--- Start of READING PASSAGE ---
5 minute read

You are a slave to something.

That was the point of my last post, and this post will make a lot more sense, if you go read that one first. In sum, we are created to serve something. Everyone has a master, and they serve it with their life. Last week, I stated that even skeptics, those people who claim to serve nothing and no one, are really just deceiving themselves. Simply calling your “god” something else, does not mean you do not worship it.

However, this week, my sights are aimed at those of us who actually claim to serve a god. In specific, those of us who claim to serve Christ.

Christians, this post is for you.

The Bible presents a clear record of worship. As mentioned last week, the Bible points out that man was created for a purpose. He was created for work and service to his heavenly maker. This work and service is an act of worship to God. As Christians, this service is not directed at some generic understanding of god. We believe the God of the Bible has revealed himself through his word and his acts in history. He has a name, he is specific, and he is personal.

Furthermore, the Bible is plain when it says that God’s clearest revelation of himself came when he descended to earth and was born a man. God became man, and his name is Jesus.

As a Christian, our service is to Christ.

In fact, that is precisely what worship is. It is service to your God. Unlike the modern concept of worship that is nothing more than the 20 minutes of music before the preacher gets up to talk, worship is life-encompassing. It is a lifestyle more than a single act. Is singing during that 20 minutes worship? Certainly. But your view of worship is terribly anemic if you think that is it.

So, saying we were created to serve God is the same as saying we were created to worship God. Those two statements are basically one in the same.

Furthermore, if you do not serve God, then you do not worship him.
--- End of READING PASSAGE ---
--- Start of DATASET EXCERPTS ---
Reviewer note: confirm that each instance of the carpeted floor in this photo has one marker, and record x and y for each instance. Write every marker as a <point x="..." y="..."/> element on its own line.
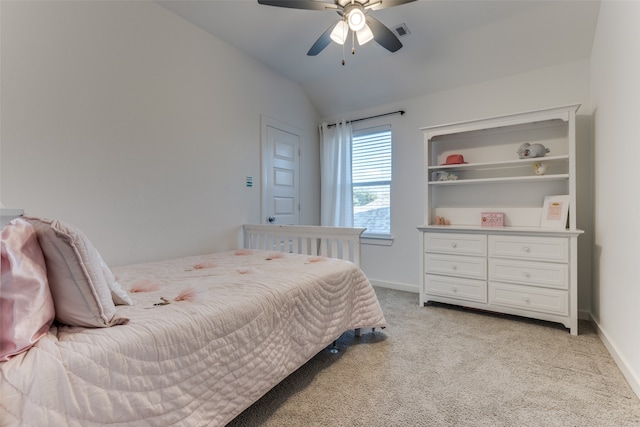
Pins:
<point x="443" y="366"/>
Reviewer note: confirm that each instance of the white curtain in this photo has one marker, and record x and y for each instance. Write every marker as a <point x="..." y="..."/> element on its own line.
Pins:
<point x="336" y="192"/>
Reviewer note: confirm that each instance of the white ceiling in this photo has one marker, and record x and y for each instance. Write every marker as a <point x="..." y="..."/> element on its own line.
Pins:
<point x="452" y="43"/>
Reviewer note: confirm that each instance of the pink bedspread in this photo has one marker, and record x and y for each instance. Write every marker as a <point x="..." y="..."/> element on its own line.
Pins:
<point x="194" y="362"/>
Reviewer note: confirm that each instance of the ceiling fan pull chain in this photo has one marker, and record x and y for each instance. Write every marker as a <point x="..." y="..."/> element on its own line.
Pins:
<point x="353" y="42"/>
<point x="343" y="60"/>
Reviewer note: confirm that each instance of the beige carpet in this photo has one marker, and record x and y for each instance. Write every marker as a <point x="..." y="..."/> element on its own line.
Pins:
<point x="442" y="366"/>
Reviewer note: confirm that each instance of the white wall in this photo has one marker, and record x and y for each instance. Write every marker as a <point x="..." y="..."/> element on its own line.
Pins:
<point x="138" y="127"/>
<point x="615" y="69"/>
<point x="398" y="266"/>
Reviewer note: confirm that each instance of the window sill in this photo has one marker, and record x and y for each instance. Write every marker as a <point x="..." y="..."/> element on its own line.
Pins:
<point x="377" y="240"/>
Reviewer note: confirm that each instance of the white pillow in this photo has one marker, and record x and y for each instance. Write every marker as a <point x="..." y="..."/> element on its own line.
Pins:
<point x="78" y="286"/>
<point x="119" y="295"/>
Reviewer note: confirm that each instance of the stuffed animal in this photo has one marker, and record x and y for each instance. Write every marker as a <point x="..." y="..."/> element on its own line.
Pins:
<point x="527" y="150"/>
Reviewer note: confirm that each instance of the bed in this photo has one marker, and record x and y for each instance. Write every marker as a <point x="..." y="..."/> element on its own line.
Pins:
<point x="205" y="337"/>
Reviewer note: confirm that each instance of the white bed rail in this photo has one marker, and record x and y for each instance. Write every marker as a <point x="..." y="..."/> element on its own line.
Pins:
<point x="333" y="242"/>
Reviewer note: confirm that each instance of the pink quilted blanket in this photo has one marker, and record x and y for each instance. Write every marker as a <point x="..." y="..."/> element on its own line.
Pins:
<point x="244" y="324"/>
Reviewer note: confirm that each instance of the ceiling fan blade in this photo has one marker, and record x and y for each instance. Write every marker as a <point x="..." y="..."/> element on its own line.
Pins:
<point x="299" y="4"/>
<point x="385" y="4"/>
<point x="322" y="42"/>
<point x="382" y="35"/>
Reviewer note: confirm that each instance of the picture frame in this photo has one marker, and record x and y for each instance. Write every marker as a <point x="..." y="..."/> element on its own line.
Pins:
<point x="555" y="211"/>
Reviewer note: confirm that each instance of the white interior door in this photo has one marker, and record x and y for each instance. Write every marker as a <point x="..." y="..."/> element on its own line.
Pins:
<point x="280" y="173"/>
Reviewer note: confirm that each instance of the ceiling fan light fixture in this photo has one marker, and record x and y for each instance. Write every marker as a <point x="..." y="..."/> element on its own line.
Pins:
<point x="357" y="20"/>
<point x="340" y="32"/>
<point x="364" y="35"/>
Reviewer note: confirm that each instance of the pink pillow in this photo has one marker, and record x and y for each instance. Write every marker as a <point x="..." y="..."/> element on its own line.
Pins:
<point x="80" y="292"/>
<point x="26" y="306"/>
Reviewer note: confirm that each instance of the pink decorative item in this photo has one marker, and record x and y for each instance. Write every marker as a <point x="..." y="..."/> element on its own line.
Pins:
<point x="144" y="286"/>
<point x="202" y="265"/>
<point x="492" y="219"/>
<point x="26" y="305"/>
<point x="275" y="255"/>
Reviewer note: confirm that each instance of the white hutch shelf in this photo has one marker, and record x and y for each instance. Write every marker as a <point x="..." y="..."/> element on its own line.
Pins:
<point x="521" y="268"/>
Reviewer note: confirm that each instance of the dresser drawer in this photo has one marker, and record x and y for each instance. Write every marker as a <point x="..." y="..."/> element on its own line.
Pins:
<point x="456" y="265"/>
<point x="550" y="301"/>
<point x="455" y="287"/>
<point x="462" y="244"/>
<point x="529" y="248"/>
<point x="545" y="274"/>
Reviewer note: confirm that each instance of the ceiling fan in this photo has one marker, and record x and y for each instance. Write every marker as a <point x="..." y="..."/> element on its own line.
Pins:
<point x="355" y="19"/>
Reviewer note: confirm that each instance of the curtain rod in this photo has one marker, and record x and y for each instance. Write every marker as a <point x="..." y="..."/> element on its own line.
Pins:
<point x="371" y="117"/>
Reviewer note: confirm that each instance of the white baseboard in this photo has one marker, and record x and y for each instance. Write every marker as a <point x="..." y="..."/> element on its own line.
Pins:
<point x="397" y="286"/>
<point x="631" y="376"/>
<point x="584" y="315"/>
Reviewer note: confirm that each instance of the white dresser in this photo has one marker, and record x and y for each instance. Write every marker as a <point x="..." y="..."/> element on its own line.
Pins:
<point x="524" y="267"/>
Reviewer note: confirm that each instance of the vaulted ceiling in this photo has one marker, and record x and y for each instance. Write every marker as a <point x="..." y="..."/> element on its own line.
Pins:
<point x="451" y="43"/>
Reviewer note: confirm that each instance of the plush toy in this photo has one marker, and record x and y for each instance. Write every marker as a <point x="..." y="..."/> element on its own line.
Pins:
<point x="527" y="150"/>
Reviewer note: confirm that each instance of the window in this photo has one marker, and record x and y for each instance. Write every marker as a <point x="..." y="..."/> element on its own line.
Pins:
<point x="371" y="175"/>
--- End of DATASET EXCERPTS ---
GIVEN INSTRUCTION 1 ->
Duplicate the post about worship from "However, this week, my" up to and including "name is Jesus.".
GIVEN INSTRUCTION 2 ->
Based on the post about worship, answer yes or no to each statement and quote the words that decide it. (a) The post treats worship as nothing more than the music before the preacher speaks. (b) The post says God's clearest revelation of himself came when he was born a man. (c) This week's post is aimed at skeptics.
GIVEN INSTRUCTION 3 ->
In the post about worship, the sentence beginning "He has a name" describes God. List each thing that sentence says about him.

EXERCISE ANSWER 1 ->
However, this week, my sights are aimed at those of us who actually claim to serve a god. In specific, those of us who claim to serve Christ.

Christians, this post is for you.

The Bible presents a clear record of worship. As mentioned last week, the Bible points out that man was created for a purpose. He was created for work and service to his heavenly maker. This work and service is an act of worship to God. As Christians, this service is not directed at some generic understanding of god. We believe the God of the Bible has revealed himself through his word and his acts in history. He has a name, he is specific, and he is personal.

Furthermore, the Bible is plain when it says that God’s clearest revelation of himself came when he descended to earth and was born a man. God became man, and his name is Jesus.

EXERCISE ANSWER 2 ->
(a) No: "worship is life-encompassing. It is a lifestyle more than a single act."
(b) Yes: "God’s clearest revelation of himself came when he descended to earth and was born a man"
(c) No: "this week, my sights are aimed at those of us who actually claim to serve a god."

EXERCISE ANSWER 3 ->
He has a name; he is specific; he is personal.